→ **Using the information**
a: In the passage on medical ethics, give the part starting with "Pellegrino said that" and going on through "forcing a showdown." again, switching "courage" to "resolve".
b: Translate this sentence from the passage on medical ethics into Spanish: "It is this relationship, he said, that informs the moral identity of the medical profession."

→ **Passage**
Medical ethics is in "disarray" as for-profit health care has changed the landscape of American medicine and the reality of limited resources has seemed to undermine the physician's relationship to the individual patient.

So said Edmund Pellegrino, M.D., a professor of medicine and medical ethics at Georgetown University, at a conference last month sponsored by the Council of Medical Specialty Societies (CMSS) titled "Contemporary Health Care and the Ethic of Medicine: What Is a Physician to Do?"

His comments underscored the uneasiness expressed by speakers throughout the conference that a transformation of historical proportions has overtaken American medicine, leaving traditional ethical certainties open to question.

"We are in the midst of a serious moral malaise," Pellegrino told physicians at the three-day conference in Chicago. "As I look into the future, I think we will be a more divided profession than we are now. We will not again have an ethic which will bind us all.

"Just where we will depart will be an open question," he said.

Pellegrino said that in an era of "moral skepticism" in which all moral truths are assumed to be idiosyncratic, physicians nevertheless can reassert their moral foundations by standing by the doctor-patient relationship. It is this relationship, he said, that informs the moral identity of the medical profession.

Pellegrino urged courage in the face of forces that appear to threaten that relationship and suggested that the increasingly entrepreneurial atmosphere in American medicine is forcing a showdown.

"We cannot do the Pontius Pilate act," he said. "We cannot turn our back, wash our hands and say, 'He did it, not me,' or 'I did it because they forced me.'

"This means that in the managed care setting, there can only be one answer. I can't say, 'Sorry, you really shouldn't have this particular treatment, but I can't do anything about it.'"

→ **Extracted data**
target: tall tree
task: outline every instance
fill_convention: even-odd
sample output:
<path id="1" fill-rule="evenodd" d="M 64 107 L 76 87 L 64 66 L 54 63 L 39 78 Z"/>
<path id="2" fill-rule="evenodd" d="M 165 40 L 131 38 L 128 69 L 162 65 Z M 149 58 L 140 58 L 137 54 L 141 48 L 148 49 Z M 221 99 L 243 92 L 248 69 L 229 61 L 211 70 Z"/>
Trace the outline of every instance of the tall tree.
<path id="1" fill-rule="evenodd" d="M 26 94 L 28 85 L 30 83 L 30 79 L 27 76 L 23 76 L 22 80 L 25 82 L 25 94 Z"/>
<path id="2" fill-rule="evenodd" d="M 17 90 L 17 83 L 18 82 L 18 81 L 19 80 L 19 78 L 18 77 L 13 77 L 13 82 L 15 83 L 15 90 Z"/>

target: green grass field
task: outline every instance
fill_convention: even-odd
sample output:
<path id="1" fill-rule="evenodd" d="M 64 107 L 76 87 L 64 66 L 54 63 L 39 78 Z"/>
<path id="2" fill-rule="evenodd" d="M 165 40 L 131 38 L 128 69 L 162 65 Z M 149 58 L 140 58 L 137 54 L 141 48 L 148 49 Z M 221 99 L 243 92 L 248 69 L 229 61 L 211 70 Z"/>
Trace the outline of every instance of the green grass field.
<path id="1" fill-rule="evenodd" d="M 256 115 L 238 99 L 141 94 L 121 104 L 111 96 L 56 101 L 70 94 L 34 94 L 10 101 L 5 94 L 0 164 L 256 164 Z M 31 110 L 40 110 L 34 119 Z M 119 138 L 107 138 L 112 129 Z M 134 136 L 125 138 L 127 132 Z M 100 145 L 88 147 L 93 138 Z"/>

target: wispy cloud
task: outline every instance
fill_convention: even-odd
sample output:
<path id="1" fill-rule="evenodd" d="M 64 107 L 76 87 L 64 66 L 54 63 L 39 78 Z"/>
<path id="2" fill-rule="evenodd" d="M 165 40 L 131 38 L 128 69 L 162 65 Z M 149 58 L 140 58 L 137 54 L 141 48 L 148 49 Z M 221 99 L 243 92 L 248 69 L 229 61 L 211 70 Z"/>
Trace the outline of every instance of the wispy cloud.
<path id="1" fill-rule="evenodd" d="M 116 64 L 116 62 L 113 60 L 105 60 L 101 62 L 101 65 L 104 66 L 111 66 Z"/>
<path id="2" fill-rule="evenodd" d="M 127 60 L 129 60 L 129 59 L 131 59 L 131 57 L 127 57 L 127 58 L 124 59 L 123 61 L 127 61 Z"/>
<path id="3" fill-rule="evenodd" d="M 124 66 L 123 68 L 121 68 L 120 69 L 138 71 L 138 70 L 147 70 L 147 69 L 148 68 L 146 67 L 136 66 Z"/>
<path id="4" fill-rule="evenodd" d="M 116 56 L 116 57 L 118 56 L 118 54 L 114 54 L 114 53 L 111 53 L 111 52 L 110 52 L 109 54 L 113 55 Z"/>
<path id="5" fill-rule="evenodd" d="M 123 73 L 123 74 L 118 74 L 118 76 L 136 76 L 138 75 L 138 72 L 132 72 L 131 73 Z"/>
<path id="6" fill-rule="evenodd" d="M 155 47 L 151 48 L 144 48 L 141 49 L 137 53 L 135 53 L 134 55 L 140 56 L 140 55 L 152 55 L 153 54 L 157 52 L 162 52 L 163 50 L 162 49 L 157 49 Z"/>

→ **Answers in order**
a:
Pellegrino said that in an era of "moral skepticism" in which all moral truths are assumed to be idiosyncratic, physicians nevertheless can reassert their moral foundations by standing by the doctor-patient relationship. It is this relationship, he said, that informs the moral identity of the medical profession.

Pellegrino urged resolve in the face of forces that appear to threaten that relationship and suggested that the increasingly entrepreneurial atmosphere in American medicine is forcing a showdown.

b: Es esta relación, dijo, la que da forma a la identidad moral de la profesión médica.